◆ The problem: Reproduce the data from the line containing "Target: bare soil" through the end of the data, keeping every line, requests included. Multiply each coordinate in the answers by 0.65 and round it to a whole number, with halves rounded up.

·····

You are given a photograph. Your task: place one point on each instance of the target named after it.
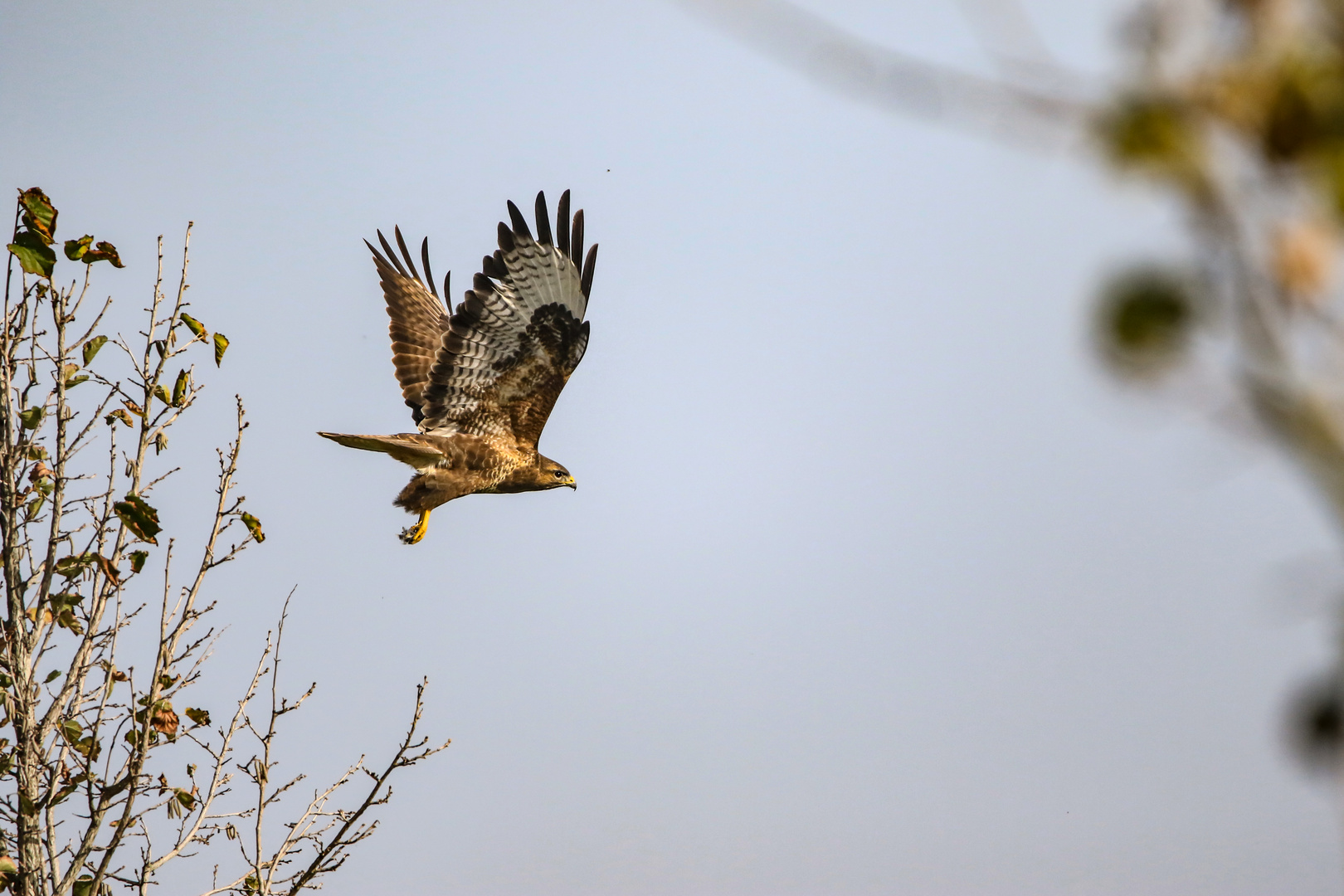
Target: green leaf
(91, 348)
(179, 388)
(1146, 321)
(138, 516)
(39, 215)
(102, 253)
(197, 328)
(67, 620)
(74, 564)
(34, 256)
(253, 527)
(75, 249)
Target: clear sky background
(873, 582)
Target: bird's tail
(407, 448)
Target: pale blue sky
(873, 582)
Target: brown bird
(483, 379)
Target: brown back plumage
(496, 366)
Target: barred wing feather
(513, 344)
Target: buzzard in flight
(483, 379)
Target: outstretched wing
(513, 344)
(418, 319)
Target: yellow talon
(414, 533)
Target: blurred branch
(906, 85)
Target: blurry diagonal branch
(1019, 110)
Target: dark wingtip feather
(392, 256)
(519, 222)
(401, 243)
(577, 238)
(543, 221)
(562, 223)
(429, 278)
(589, 264)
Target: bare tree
(86, 802)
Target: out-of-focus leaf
(1146, 320)
(102, 253)
(138, 516)
(67, 620)
(75, 249)
(179, 388)
(1316, 724)
(91, 347)
(39, 215)
(197, 328)
(253, 527)
(1157, 134)
(34, 256)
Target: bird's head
(553, 476)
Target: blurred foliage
(1144, 320)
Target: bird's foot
(413, 533)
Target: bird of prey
(481, 379)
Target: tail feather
(407, 449)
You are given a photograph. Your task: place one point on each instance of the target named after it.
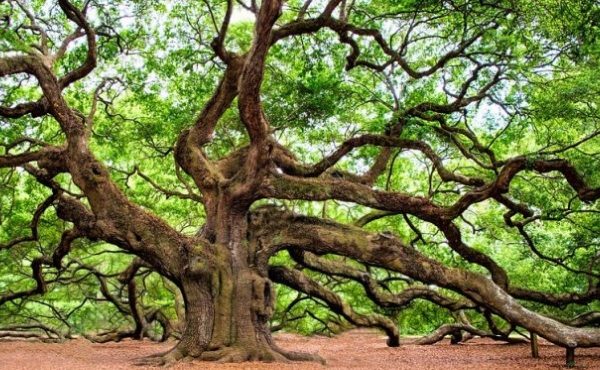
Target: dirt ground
(353, 350)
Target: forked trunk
(228, 306)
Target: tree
(454, 83)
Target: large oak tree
(437, 111)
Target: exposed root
(238, 354)
(302, 356)
(164, 359)
(234, 354)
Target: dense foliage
(486, 82)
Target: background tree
(362, 154)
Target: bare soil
(357, 349)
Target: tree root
(233, 354)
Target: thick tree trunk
(229, 301)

·····

◆ Final answer:
Target: bare soil
(232, 227)
Target: tree root
(151, 230)
Target: thick tree trunk
(149, 196)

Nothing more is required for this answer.